In [1]:
import pandas as pd
import numpy as np

# Goals

## Bagging vs. Boosting

### Bagging

Bagging = Boostrap Averaging

- Boostrap:

    - Suppose we have 1000 data points → D = 1000
    - We get 15 datasets, each has 700 randomly chosen data points from our pool of 1000 data points → B = 15, n = 700
    - Learning algorithm gives B decision functions: $\hat{f_1}(x)$, $\hat{f_2}(x)$, ..., $\hat{f_B}(x)$

- Averaging:
    - We fix some particular x_0
    - Then we have: $\hat{f_{avg}}(x_0)$ = $\frac{1}{B} \sum_{b=1}^{B} \hat{f_{b}}(x_0)$


## Boosting

Improving weak learners by building weak learn sequentially (i.e., the next weak learning is built upon the previous weak learner with some improvement)

________________________

*TASKS TO CARRY OUT*
1 > In the bagging and boosting notes, how many datasets does the bootstrap example draw from the pool of data points?
2 > Carry on writing the bagging and boosting notes from the point where they stop.

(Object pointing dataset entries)
________________________

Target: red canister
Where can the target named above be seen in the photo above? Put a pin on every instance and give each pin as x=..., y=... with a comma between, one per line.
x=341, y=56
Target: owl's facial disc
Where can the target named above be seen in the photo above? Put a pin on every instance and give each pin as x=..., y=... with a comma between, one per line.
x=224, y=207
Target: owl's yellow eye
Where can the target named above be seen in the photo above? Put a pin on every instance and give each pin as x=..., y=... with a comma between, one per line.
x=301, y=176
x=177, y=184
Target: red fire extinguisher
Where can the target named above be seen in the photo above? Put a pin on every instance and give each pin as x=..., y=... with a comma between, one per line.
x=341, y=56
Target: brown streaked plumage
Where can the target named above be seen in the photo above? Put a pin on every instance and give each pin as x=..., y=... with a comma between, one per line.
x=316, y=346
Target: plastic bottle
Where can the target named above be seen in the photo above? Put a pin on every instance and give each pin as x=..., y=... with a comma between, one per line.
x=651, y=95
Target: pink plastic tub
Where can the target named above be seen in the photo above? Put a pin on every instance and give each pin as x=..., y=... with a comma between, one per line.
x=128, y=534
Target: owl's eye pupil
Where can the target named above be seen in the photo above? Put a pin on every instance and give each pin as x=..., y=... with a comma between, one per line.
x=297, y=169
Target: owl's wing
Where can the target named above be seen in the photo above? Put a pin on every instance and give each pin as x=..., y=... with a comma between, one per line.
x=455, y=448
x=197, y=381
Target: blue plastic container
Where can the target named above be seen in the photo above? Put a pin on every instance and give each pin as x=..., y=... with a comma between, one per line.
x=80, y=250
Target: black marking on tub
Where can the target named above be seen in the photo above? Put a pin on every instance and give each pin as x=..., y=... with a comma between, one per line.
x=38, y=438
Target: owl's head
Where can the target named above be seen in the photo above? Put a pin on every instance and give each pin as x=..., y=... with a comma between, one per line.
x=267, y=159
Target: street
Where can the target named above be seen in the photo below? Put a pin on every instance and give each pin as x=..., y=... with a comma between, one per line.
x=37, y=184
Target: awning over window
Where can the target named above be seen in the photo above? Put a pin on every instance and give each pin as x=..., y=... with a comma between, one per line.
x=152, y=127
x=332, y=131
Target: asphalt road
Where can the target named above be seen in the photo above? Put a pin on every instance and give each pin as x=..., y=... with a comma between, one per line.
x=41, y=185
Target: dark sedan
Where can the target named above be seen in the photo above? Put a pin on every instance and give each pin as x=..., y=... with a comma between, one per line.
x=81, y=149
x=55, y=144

________________________

*TASK RESULTS*
1 > 15 datasets (B = 15).

2 >
- Boosting Steps: 
    - A weak learner: a classifier that does better than random
    - Combine a set of weak learner to form a single classifier that makes accurate predictions 


### Boosting - Adaboost


- Binary classification: $Y = \{-1, 1\}$
- Training set: $D = \{ \{x_1, y_1\}, \{x_2, y_2\}, ..., \{x_n, y_n\}\}$
- Weights: $W = \{ w_1, w_2, w_3, ..., w_n \}$
- At the begining $m = 1$, $w_1 = w_2 =... w_n = \frac{1}{n}$

- For each round m = 1...M, we have a base learner $G_m(x)$

    - Calculate error: 
$err_m = \frac{\sum_{i=1}^{n} (w_i * terror_i)}{\sum_{i=1}^{n} (w_i)} = \frac{A}{B} $

        Where:
$$
\begin{align}
A = \sum_{i=1}^{n} (w_i * terror_i)
\\
B = \sum_{i=1}^{n} (w_i)
\\
terror_i = 1 * ( y_i \# G_m(x_i) )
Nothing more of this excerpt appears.